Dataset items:
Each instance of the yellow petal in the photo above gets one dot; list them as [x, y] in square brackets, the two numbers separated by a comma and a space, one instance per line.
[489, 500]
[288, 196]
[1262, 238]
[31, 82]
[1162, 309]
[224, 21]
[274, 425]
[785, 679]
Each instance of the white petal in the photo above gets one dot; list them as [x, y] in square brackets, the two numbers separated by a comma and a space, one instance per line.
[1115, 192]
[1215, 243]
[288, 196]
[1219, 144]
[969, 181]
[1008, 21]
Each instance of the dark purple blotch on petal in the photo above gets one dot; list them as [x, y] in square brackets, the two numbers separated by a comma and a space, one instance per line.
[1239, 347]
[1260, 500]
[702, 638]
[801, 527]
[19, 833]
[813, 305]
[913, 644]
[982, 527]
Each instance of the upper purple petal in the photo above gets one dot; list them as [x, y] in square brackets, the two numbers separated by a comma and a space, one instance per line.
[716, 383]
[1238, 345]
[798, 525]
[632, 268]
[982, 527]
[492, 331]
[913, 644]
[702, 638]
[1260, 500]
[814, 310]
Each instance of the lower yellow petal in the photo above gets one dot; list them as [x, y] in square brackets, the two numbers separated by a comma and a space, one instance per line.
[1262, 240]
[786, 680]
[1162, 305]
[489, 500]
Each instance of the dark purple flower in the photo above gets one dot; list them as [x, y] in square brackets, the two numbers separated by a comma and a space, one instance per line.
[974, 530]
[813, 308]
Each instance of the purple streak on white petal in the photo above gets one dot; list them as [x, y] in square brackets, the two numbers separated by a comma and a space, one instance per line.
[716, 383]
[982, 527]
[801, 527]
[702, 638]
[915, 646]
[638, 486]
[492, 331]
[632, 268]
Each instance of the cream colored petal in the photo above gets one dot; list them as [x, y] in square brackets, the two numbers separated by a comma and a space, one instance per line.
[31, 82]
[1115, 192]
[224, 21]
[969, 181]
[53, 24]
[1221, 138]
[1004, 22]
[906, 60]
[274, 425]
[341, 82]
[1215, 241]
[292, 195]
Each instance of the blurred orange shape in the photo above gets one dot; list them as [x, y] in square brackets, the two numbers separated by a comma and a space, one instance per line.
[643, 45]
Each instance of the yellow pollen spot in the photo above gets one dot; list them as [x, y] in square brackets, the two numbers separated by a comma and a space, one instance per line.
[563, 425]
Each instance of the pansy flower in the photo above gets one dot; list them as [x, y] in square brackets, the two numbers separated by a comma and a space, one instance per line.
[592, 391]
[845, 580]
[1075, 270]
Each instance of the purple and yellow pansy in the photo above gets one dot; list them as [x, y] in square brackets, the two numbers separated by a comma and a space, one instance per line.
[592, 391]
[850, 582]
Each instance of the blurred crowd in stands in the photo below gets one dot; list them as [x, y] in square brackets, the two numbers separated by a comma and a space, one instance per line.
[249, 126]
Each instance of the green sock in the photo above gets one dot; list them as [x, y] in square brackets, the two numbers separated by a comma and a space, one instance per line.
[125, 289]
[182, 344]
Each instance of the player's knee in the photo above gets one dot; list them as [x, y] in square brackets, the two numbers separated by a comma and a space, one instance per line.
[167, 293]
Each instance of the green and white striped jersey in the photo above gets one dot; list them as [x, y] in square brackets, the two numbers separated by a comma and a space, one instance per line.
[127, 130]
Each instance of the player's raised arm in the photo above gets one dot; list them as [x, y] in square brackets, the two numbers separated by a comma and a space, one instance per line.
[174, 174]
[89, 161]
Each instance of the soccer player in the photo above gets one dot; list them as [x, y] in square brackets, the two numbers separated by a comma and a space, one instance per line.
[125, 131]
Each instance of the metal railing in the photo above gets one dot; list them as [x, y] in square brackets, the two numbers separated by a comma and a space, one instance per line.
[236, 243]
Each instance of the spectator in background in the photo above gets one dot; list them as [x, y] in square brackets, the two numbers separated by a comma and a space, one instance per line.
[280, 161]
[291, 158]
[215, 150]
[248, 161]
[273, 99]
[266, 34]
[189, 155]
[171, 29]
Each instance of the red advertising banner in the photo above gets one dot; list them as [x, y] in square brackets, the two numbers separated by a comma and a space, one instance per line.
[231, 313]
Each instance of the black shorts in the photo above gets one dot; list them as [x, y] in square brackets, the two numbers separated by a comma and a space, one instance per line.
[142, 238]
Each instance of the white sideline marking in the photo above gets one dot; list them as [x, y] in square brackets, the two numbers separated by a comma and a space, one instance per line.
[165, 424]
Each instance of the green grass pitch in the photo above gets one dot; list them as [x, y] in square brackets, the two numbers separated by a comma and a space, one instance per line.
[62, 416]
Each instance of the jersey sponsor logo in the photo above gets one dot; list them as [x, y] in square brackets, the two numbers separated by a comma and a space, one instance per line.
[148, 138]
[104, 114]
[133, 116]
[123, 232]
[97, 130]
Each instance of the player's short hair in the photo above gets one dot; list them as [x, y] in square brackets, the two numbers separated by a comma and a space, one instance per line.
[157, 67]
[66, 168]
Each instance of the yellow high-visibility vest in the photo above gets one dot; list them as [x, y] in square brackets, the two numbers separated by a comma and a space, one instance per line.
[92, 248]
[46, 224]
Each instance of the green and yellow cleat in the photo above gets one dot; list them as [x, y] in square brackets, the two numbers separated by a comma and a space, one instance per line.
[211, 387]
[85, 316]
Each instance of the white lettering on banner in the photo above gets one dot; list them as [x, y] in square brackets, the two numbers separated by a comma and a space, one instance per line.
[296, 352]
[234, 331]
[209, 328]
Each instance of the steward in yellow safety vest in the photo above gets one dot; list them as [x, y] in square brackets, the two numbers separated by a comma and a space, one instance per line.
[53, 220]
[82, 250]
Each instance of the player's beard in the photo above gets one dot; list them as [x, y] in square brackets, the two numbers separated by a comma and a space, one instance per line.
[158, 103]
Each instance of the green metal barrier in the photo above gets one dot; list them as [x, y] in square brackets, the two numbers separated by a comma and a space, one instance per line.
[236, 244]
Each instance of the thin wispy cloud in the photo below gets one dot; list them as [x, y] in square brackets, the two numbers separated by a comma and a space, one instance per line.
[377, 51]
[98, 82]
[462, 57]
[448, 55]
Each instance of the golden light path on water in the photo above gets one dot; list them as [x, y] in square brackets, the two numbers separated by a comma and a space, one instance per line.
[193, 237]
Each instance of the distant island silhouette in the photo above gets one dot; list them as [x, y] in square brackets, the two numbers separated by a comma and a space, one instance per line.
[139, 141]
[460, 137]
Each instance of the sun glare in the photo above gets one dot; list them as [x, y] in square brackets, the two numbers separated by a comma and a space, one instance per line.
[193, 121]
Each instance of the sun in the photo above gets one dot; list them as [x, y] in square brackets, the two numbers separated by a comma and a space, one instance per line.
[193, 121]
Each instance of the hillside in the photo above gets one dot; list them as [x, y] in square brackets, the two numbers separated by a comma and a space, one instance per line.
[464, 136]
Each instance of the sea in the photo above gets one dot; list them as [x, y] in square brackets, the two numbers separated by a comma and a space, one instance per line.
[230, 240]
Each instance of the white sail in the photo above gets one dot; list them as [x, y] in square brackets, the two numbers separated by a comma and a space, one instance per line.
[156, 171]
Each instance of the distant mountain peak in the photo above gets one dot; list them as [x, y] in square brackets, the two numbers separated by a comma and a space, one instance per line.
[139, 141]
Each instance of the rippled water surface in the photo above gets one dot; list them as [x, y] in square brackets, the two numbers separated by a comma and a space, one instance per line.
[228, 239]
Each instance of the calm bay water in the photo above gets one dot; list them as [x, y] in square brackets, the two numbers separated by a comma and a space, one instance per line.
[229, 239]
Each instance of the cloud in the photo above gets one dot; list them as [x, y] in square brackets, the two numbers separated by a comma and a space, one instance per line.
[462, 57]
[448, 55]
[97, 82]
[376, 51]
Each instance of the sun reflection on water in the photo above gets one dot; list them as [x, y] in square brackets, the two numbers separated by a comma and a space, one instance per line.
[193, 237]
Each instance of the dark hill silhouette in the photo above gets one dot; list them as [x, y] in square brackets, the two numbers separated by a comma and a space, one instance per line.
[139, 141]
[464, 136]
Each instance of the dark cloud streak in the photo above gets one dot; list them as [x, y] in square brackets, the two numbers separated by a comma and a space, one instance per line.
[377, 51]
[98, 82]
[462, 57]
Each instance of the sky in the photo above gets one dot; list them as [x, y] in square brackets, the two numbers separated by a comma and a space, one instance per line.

Exercise prompt: Write out only the final block of lines, starting at the line with "Each instance of the sun reflection" and running to the end of the material.

Result of the exercise:
Each instance of the sun reflection on water in the photo above gets one dot; list them as [x, y] in square brackets, the two numbers separated by a comma and a space, one instance per line.
[193, 237]
Each instance of the dark hill silhouette in the photo above gets one dot; list them as [x, y] in square brackets, the two numbers separated by a comma and a space, one instance per line.
[139, 141]
[464, 136]
Each instance of the dark cloud streak in the photo above gets one dot; list them as [x, y] in square brackets, the two numbers separated by a comma and a space, one instance per line.
[377, 51]
[98, 82]
[462, 57]
Each instance of the sky in the photo above gets one dot; list them as [x, y] in square brackets, the two numbers separated by a comma and a space, one instance per line.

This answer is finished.